EXCERTO DO TEXTO:
-=-=-

Alexandre O’Neill optou por fazer referência ao Portugal seu contemporâneo e à forma como as pessoas viviam a partir das metáforas do medo e dos monstros para ilustrar a perseguição, a diminuição da confiança que havia entre os seres humanos, fazendo com que as pessoas olhassem os familiares e a si próprios como se de estranhos se tratasse e não ousassem divulgar as suas ideias. Essa indistinção entre homens e seres nocivos ao seu próprio semelhante é notória, quando O’Neill afirma que: “Monstros e homens lado a lado/Não à margem, mas na própria vida.//Absurdos monstros que circulam /Quase honestamente.” (Alexandre O’Neill, No Reino da Dinamarca, 1958) 
Consciente da forma como o Estado controlava tudo e todos, O’Neill opta por referir-se a esses braços tentaculares e invisíveis como se fossem monstros. Misturados entre os homens, esses seres terríficos deambulam “honestamente”, já que foram criados pelo poder instituído, e procuram ter acesso aos pensamentos das pessoas, dado que circulam indetetáveis, geram o medo que acompanha os homens em todas as situações por mais quotidianas que elas sejam. 
Essa proliferação do medo está patente em “O Poema pouco original do medo” e “Perfilados de Medo”. No primeiro, o autor evidencia o domínio avassalador do medo: ele “vai ter tudo”, desde aspeto humano até aos objetos de luxo. A forma como os delatores se imiscuíam em todas as situações é enfatizada por essa personificação do medo; não só ele vai ter “pernas” como “olhos”, “mãozinhas”, “ouvidos”, vai assumir a forma dos funcionários de Estado ou mesmo dos familiares e dos amigos. Decorrente dessa situação, o medo apodera-se de todos transformando-os em “ratos”, em seres dominados pelo terror incapazes de reagir e de ousar pensar. A capacidade de ter acesso aos mais íntimos pensamentos das pessoas torna-se notória pelo facto de os “ouvidos” do medo poderem estar “nas paredes”, “no chão”, “no tecto” e até “nos teus ouvidos”. Uma vez que esses delatores não são identificáveis, a desconfiança instala-se, aumentam as “suspeitas”, a desconfiança entre as pessoas porque é impossível saber em quem confiar. Por isso mesmo, o sujeito poético constata que a intenção do medo é, de facto, amedrontar de tal forma as pessoas que, dominadas por ele, sejam reduzidas a “ratos”, a meros sobreviventes, sem vontade própria. Contudo esse medo acaba por ser ambivalente. Se, por um lado, aprisiona as pessoas; por outro, é o motor da sua rebelião, do seu inconformismo, é ele “que nos salva da loucura”, como é mencionado no segundo poema. Devido a esse fator, “Perfilados de medo” combatem apesar de saberem que “Decisão e coragem valem menos/e a vida sem viver é mais segura”. Ao viverem dominados por esse medo, transformaram-se, agora, em “irónicos fantasmas”, em seres quase incorpóreos que buscam o que não são e o que nunca chegarão a ser. Dessa perspetiva, assumem o papel de “loucos”, de seres amorfos e destituídos de capacidade para agir e pensar, semelhantes a um “Rebanho”; no entanto, não são conduzidos por um pastor, são “perseguidos” pelo medo e daí viverem em sociedade, mas tão isolados que “da vida [perderam] o sentido”.

-=-=-

CONTEÚDO DOS DADOS:
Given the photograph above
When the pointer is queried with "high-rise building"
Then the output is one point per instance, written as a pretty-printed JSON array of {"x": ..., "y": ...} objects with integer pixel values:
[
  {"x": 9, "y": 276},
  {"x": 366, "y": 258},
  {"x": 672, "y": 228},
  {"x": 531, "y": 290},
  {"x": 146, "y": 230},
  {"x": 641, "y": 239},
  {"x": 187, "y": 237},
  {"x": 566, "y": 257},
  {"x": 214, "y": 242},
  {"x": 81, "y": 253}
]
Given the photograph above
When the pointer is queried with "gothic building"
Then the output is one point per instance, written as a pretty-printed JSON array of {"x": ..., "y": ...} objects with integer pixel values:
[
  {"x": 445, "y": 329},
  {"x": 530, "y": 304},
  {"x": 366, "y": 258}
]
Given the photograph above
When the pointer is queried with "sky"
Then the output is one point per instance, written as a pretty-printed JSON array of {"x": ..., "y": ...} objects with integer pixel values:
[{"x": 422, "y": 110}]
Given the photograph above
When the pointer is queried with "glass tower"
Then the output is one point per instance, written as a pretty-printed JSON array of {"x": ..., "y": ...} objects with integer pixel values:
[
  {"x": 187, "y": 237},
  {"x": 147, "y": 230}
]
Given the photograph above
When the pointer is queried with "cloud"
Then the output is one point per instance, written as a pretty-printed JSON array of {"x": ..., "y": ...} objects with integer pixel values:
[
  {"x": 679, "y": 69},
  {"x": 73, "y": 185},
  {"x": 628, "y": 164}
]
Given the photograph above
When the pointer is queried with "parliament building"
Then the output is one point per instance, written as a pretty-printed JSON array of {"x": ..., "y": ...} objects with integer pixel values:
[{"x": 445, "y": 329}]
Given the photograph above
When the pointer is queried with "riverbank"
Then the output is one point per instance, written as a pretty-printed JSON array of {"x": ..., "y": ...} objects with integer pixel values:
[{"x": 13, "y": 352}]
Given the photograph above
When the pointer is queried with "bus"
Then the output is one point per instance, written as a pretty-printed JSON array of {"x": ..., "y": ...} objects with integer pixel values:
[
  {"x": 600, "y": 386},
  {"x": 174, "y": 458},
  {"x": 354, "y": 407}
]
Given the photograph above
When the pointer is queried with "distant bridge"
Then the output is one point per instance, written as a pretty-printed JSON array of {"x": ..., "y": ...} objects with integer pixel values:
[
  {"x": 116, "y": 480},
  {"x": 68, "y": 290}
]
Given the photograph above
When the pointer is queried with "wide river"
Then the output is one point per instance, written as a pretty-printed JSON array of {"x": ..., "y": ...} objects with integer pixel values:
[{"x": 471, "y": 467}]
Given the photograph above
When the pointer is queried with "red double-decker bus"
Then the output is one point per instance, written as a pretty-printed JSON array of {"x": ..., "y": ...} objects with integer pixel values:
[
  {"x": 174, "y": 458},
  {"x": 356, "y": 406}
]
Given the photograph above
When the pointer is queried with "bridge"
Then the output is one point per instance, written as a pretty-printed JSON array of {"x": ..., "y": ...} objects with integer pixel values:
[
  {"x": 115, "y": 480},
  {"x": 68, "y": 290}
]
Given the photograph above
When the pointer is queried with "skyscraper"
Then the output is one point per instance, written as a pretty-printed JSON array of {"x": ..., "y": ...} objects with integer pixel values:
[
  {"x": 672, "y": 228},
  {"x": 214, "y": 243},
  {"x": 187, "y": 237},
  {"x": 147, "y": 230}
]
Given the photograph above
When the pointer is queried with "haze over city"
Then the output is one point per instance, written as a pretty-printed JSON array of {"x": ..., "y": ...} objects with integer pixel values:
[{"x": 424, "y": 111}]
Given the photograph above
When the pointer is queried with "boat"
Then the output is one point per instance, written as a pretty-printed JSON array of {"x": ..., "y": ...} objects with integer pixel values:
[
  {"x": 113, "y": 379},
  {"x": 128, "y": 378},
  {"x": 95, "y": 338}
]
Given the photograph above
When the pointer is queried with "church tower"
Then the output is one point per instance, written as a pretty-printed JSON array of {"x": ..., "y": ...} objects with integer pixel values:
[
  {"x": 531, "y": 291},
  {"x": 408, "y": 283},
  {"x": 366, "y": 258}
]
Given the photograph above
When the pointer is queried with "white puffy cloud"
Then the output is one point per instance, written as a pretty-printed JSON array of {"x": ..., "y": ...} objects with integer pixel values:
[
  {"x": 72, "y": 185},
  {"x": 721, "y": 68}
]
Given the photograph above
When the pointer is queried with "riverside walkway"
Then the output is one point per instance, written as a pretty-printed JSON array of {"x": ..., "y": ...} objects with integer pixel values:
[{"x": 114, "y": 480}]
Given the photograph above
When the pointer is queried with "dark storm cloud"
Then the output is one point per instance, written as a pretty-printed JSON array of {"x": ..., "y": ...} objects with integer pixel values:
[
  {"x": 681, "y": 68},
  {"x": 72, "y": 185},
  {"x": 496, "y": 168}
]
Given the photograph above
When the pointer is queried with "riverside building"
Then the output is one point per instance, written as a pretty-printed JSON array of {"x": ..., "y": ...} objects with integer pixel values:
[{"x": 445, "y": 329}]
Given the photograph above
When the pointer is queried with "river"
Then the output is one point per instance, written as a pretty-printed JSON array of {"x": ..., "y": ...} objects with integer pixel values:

-=-=-

TAREFA: Transcreva do texto sobre o medo na poesia de Alexandre O’Neill o trecho que começa em “Consciente da forma” e termina em “que elas sejam.”, incluindo estas palavras.

RESOLUÇÃO:
Consciente da forma como o Estado controlava tudo e todos, O’Neill opta por referir-se a esses braços tentaculares e invisíveis como se fossem monstros. Misturados entre os homens, esses seres terríficos deambulam “honestamente”, já que foram criados pelo poder instituído, e procuram ter acesso aos pensamentos das pessoas, dado que circulam indetetáveis, geram o medo que acompanha os homens em todas as situações por mais quotidianas que elas sejam.